### CONSIGNES DE L'EXERCICE:
a - D'après l'extrait d'entretien, quelle radio F. Hollande écoute-t-il selon la personne qui l'interroge ?
b - Résumez en deux phrases le paragraphe de l'extrait d'entretien qui commence par « Q- D'après ce que j'entends ».
c - Poursuivez l'extrait d'entretien en reprenant juste après sa dernière réplique.

### EXTRAIT D'ENTRETIEN:
-=-=-

Q- D'après ce que j'entends, vous lisez, vous entendez comme moi, vous écoutez Europe 1, vous avez des journalistes, F. Namias le disait tout à l'heure. Et les socialistes, il ne les prend pas de force, ils y vont de leur plein gré. Comment ça se fait ? Quelles sont les raisons et quelles raisons vous avez et quels moyens vous avez, vous, F. Hollande, pour stopper cette hémorragie.
R- Mais d'abord, écoutez, regardez les choses telles qu'elles sont. Les membres du Gouvernement qui sont supposés venir de la gauche étaient des soldats perdus pour l'essentiel, ou des personnes qui considéraient que...
Q- ... mais vous voyez que vous n'appliquez pas ce que vous demandez. Vous dites « le respect », vous dites « les soldats perdus ».
R- Mais écoutez, qu'est-ce que vous pensez de tel ou tel ? E. Besson en particulier ? Ecoutez, franchement...
Q- Les autres qui étaient vos amis ?

-=-=-

### MATÉRIEL FOURNI:
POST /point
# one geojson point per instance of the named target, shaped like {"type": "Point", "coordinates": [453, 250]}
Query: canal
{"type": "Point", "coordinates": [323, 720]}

-=-=-

### RÉPONSES PAR CONSIGNE:
a - Europe 1.

b - La personne qui interroge F. Hollande lui rappelle qu'il lit, entend et écoute Europe 1 comme elle, qu'il a des journalistes, comme l'a dit F. Namias, et que les socialistes ne sont pas pris de force mais y vont de leur plein gré. Elle lui demande pourquoi et de quelles raisons et de quels moyens il dispose pour stopper cette hémorragie.

c -
R- Mais sur le plan de l'amitié c'est autre chose, qui font fait un choix, qui n'avaient pas de responsabilité éminente au Parti socialiste. Alors, maintenant vous m'interrogez, vous me dites : « Finalement, qu'est-ce qui va se produire ? ». Mais vous savez, nous n'inventons rien, ou plus exactement N. Sarkozy n'invente rien. En 1974 déjà, V. Giscard d'Estaing après sa victoire contre F. Mitterrand essayait, et non sans succès parfois, de prendre tel ou tel, de débaucher celui-ci, d'engager celui là. Et finalement, qu'est-ce qui s'est produit ? Il s'est produit qu'il y a eu une politique qui s'est appliquée, et il y aura demain la politique de N. Sarkozy, et c'est sur cette politique-là, je pense, et c'est là aussi le sens d'une démocratie, qu'il faudra porter jugement, qu'il faudra évaluer les résultats. Il est bon qu'il y ait une majorité - c'est N. Sarkozy qui la constitue autour de lui - et qu'il y ait une opposition. Cette opposition ne peut pas être systématique, elle ne doit pas être dans une critique toujours répétée, elle doit être dans la contre-proposition. Et cette opposition qui pendant ces prochains mois va travailler, va juger les résultats et va faire des contre propositions, c'est cette opposition qui sera demain j'espère la majorité.
Q- Vous allez créer au PS un cabinet fantôme, un shadow cabinet ?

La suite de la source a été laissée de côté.